■ DOCUMENT TEXT
The story of John E. Turner deserves more attention in detail, as in the course of years he became an influencing factor upon the history of the southwest. In early life he was employed as a clerk in a general store at Willoughby, Ohio, and afterward was a member of the surveying party that surveyed the Cleveland & Erie Railroad, subsequently a part of the Lake Shore System, becoming yardmaster for that line. It was in September, 1867, that John E. Turner established his home in Fort Smith, Arkansas, where he became a member of the general mercantile firm of Buckles, Avers & Company investing about sixty-five hundred dollars in the business. At that date goods were shipped by boat down the Ohio river, from Cincinnati, but the boat was sunk, causing a total loss of the purchase. Mr. Turner, however, had taken out insurance upon his goods and this money enabled the firm to purchase a new stock, which was transported in safety to Fort Smith, Arkansas, and there placed on sale. Mr. Turner remained with the firm of Buckles, Avers & Company until 1869, when he was given one-third of the stock and with this opened a store in Okmulgee, Indian Territory, where he continued in business until 1875, when he sold out to his son, C. W. Turner, and William Harvison.

■ ROWS
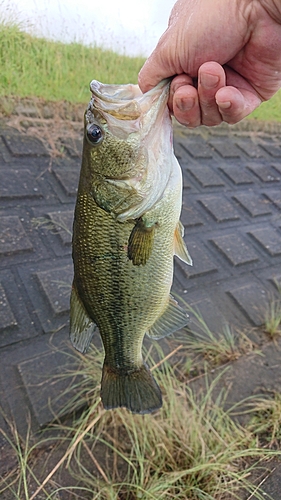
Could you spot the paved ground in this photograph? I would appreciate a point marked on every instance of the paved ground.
(232, 218)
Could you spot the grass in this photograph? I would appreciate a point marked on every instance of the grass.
(272, 324)
(32, 66)
(191, 449)
(216, 348)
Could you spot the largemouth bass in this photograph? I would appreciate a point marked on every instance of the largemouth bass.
(125, 234)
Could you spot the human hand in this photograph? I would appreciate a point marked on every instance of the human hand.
(226, 55)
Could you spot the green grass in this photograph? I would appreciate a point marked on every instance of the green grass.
(191, 449)
(32, 66)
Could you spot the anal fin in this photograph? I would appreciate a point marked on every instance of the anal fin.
(82, 328)
(172, 319)
(180, 249)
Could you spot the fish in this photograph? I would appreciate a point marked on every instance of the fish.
(126, 232)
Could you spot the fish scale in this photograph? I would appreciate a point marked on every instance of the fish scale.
(123, 262)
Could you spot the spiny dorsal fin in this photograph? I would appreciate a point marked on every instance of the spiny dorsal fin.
(140, 243)
(180, 249)
(82, 328)
(172, 319)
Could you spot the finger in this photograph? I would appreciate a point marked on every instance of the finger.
(186, 107)
(235, 104)
(211, 77)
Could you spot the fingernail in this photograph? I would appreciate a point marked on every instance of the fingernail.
(185, 104)
(209, 81)
(224, 105)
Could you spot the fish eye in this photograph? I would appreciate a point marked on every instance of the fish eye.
(94, 133)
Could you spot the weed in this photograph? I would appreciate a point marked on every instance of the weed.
(273, 315)
(191, 448)
(217, 348)
(33, 66)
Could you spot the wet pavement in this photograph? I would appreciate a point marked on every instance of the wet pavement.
(232, 218)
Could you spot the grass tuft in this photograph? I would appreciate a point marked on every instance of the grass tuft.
(273, 315)
(32, 66)
(192, 448)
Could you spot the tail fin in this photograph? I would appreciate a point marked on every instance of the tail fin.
(135, 390)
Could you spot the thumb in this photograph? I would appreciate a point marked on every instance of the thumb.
(156, 67)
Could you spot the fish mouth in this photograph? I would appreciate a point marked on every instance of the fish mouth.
(127, 102)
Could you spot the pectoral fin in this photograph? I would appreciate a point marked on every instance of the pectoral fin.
(172, 319)
(82, 328)
(180, 249)
(140, 243)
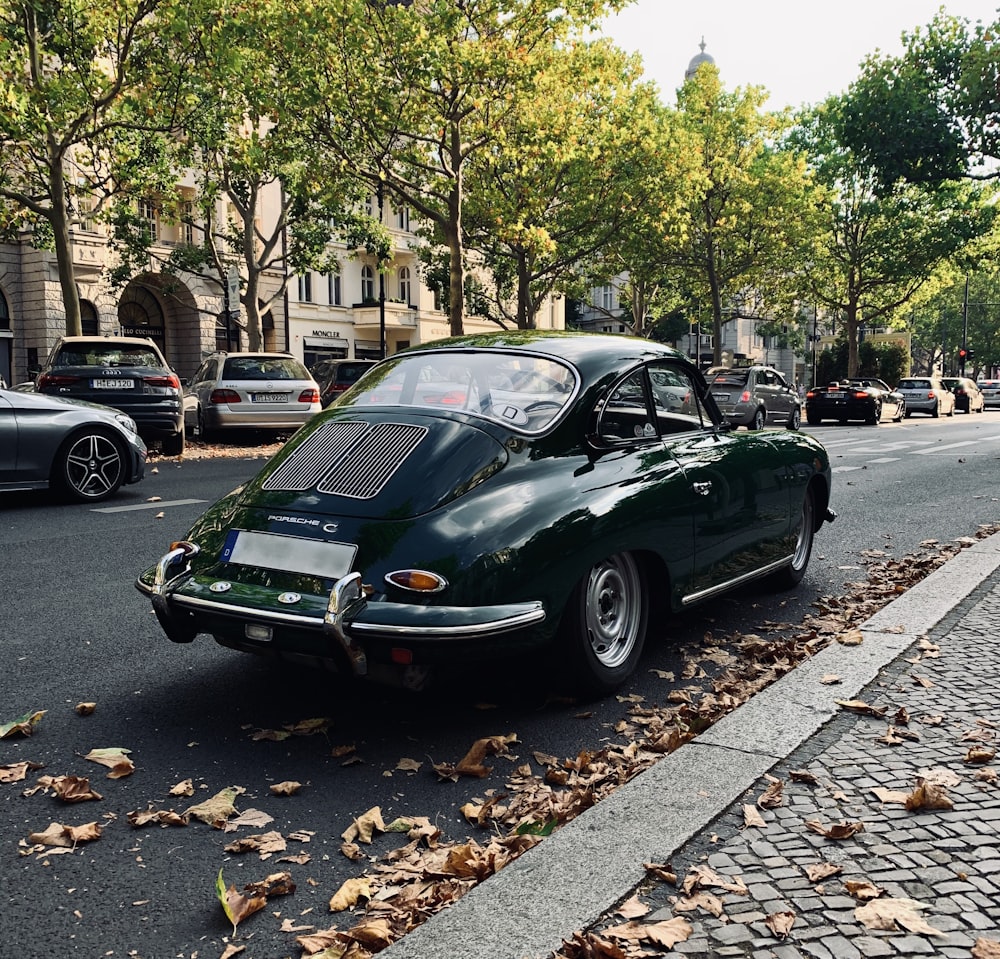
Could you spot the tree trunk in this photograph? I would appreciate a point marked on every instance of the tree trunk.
(59, 220)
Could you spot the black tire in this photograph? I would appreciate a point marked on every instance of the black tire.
(89, 467)
(173, 445)
(791, 575)
(605, 624)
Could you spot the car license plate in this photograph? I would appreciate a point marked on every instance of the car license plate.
(112, 384)
(269, 397)
(291, 554)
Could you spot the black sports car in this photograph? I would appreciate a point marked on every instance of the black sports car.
(861, 398)
(495, 495)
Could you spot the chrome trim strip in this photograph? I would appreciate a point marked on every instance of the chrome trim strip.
(730, 583)
(535, 614)
(530, 616)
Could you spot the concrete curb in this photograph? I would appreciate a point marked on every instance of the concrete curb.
(575, 875)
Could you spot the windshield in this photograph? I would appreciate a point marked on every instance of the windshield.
(516, 389)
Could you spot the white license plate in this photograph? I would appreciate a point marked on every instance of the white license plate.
(270, 397)
(292, 554)
(112, 384)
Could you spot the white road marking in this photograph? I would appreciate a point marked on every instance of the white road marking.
(159, 505)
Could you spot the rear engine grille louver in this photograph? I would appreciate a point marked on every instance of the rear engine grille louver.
(348, 458)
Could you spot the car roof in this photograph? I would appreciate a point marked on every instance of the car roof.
(591, 353)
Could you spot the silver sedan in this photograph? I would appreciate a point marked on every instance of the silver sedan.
(84, 451)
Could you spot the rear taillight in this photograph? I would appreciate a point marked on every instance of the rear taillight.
(56, 379)
(169, 380)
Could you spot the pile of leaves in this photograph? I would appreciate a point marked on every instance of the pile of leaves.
(404, 887)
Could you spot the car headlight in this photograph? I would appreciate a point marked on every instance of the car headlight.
(126, 422)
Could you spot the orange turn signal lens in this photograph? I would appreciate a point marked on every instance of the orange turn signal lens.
(416, 580)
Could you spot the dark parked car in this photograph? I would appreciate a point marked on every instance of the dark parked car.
(968, 396)
(336, 376)
(84, 451)
(862, 398)
(397, 531)
(755, 396)
(128, 373)
(991, 392)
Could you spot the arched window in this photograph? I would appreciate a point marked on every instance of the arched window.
(367, 283)
(90, 324)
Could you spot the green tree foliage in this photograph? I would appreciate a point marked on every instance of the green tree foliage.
(879, 248)
(565, 179)
(745, 227)
(407, 95)
(88, 90)
(249, 140)
(931, 114)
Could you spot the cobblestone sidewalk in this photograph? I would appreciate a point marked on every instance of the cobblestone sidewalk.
(940, 716)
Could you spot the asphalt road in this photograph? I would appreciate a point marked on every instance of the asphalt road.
(75, 630)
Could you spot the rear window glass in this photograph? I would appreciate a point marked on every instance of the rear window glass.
(108, 354)
(520, 390)
(263, 368)
(733, 378)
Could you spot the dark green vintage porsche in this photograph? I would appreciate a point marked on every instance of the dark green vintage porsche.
(489, 495)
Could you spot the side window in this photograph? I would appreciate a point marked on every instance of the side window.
(676, 406)
(679, 408)
(625, 415)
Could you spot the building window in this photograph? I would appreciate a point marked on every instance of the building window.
(367, 283)
(305, 288)
(187, 223)
(150, 221)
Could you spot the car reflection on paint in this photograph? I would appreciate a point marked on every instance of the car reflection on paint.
(492, 496)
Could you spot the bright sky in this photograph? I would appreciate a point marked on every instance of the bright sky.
(799, 52)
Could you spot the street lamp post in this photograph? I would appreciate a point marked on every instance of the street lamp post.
(381, 279)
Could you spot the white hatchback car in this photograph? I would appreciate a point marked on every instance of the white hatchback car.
(260, 391)
(926, 394)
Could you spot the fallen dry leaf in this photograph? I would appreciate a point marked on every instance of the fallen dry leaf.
(287, 788)
(780, 923)
(927, 795)
(22, 726)
(843, 830)
(114, 758)
(892, 914)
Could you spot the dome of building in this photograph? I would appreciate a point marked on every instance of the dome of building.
(697, 60)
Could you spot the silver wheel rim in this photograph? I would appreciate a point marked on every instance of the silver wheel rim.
(613, 609)
(93, 466)
(803, 543)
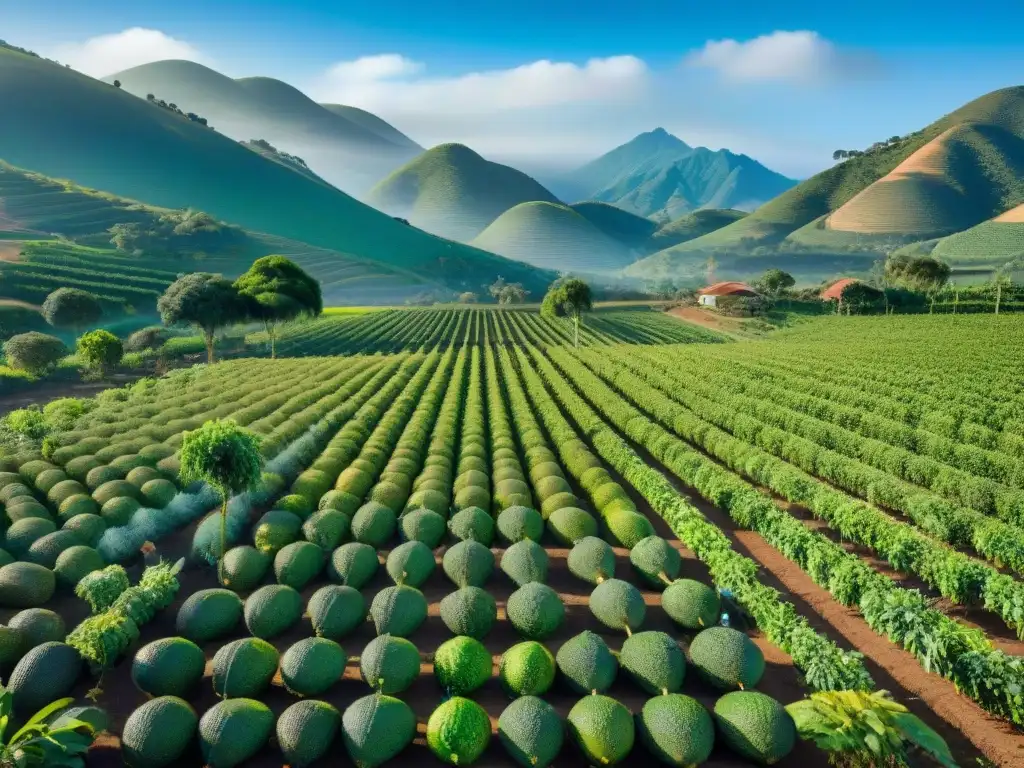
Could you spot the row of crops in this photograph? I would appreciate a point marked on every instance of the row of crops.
(394, 331)
(480, 546)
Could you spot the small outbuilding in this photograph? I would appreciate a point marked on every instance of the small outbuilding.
(835, 291)
(710, 296)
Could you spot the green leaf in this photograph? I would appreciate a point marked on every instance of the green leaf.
(914, 730)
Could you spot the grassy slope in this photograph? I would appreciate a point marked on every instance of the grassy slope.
(693, 225)
(35, 205)
(371, 122)
(990, 244)
(256, 102)
(554, 237)
(73, 126)
(829, 189)
(704, 178)
(452, 190)
(627, 227)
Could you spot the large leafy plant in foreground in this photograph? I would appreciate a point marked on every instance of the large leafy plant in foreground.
(865, 730)
(37, 743)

■ BRIEF
Write out the whole passage about John E. Turner word for word. You won't need the material above for this.

■ ANSWER
The story of John E. Turner deserves more attention in detail, as in the course of years he became an influencing factor upon the history of the southwest. In early life he was employed as a clerk in a general store at Willoughby, Ohio, and afterward was a member of the surveying party that surveyed the Cleveland & Erie Railroad, subsequently a part of the Lake Shore System, becoming yardmaster for that line. It was in September, 1867, that John E. Turner established his home in Fort Smith, Arkansas, where he became a member of the general mercantile firm of Buckles, Avers & Company investing about sixty-five hundred dollars in the business. At that date goods were shipped by boat down the Ohio river, from Cincinnati, but the boat was sunk, causing a total loss of the purchase. Mr. Turner, however, had taken out insurance upon his goods and this money enabled the firm to purchase a new stock, which was transported in safety to Fort Smith, Arkansas, and there placed on sale. Mr. Turner remained with the firm of Buckles, Avers & Company until 1869, when he was given one-third of the stock and with this opened a store in Okmulgee, Indian Territory, where he continued in business until 1875, when he sold out to his son, C. W. Turner, and William Harvison.